*Provided passage*:
-- BEGIN --
Subject Re: Firebird 2.0 Indexing
Author buppcpp
> I know you are talking about millions records... but
>
> Could you show your query ?
>
> what more info could you provide ? (table structure, index
statistics,
> database statistics, cache size, page size, etc.) Maybe something
here
> could enlighten somebody to shed a light on your case.
>
> Distinct needs a sort, as told earlier, in general a sort is
performed
> faster than an indexed scan (to get the entire result set, but
slower to
> get the first row), it is better to find all records in natural
order
> (for example) and sort it then in memory then go the index page
read it
> and than read a data page, then go and read the index page again
and
> then read the same data page again.


OK, here's the info you requested:
(NOTE: This is now on version 1.5.2, version 2.0 wasn't much better.)

TABLE LAYOUT:

SKU VARCHAR(16) (PK)
STORE_NO INTEGER (PK) (this field also has an individual index on
it)
COST DECIMAL(15, 4)
PRICE DECIMAL(15, 4)
.
.
.
(15 other fields are also in this table)

Primary Key Stats (PK_SKU_STORE). 0.0000004474044
Store_No Key Stats (IDX_STORE). 0.5000000000000

Table has 2,235,114 records.

Cache Size = 10240
Page Size = 8192
DB Stats:
Database header page information:
Flags 0
Checksum 12345
Generation 27646
Page size 8192
ODS version 10.1
Oldest transaction 27641
Oldest active 27642
Oldest snapshot 27642
Next transaction 27643
Bumped transaction 1
Sequence number 0
Next attachment ID 0
Implementation ID 16
Shadow count 0
Page buffers 0
Next header page 0
Database dialect 3
Creation date May 21, 2005 18:28:11
Attributes

Queries:
1. SELECT store_no FROM mytable GROUP BY 1;
(PLAN MYTABLE IDX_STORE)
-- END --
*Do this*:
Answer these from the Firebird indexing post above:
1. Which Firebird version is the database running on now?
2. How many records does the table hold?
3. What plan is shown for the GROUP BY query?

*Given material*:
-- BEGIN --
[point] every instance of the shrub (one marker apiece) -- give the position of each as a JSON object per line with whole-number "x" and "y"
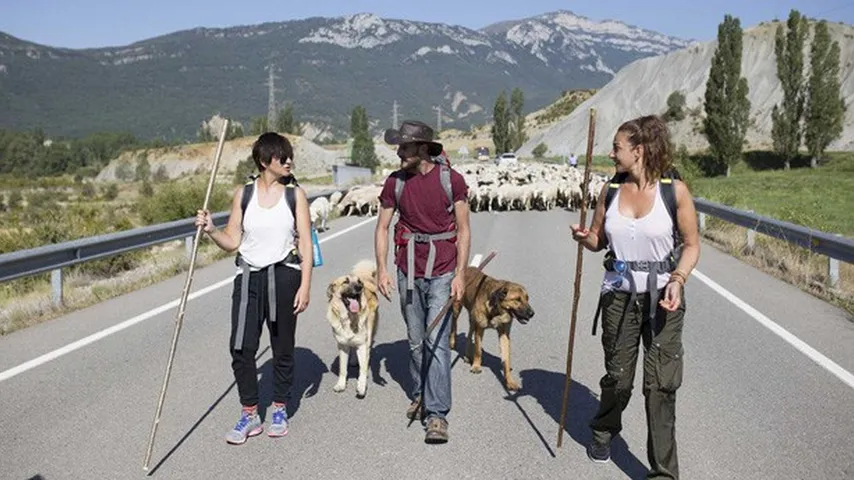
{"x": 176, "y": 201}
-- END --
*Written answer*:
1. Version 1.5.2
2. 2,235,114
3. PLAN MYTABLE IDX_STORE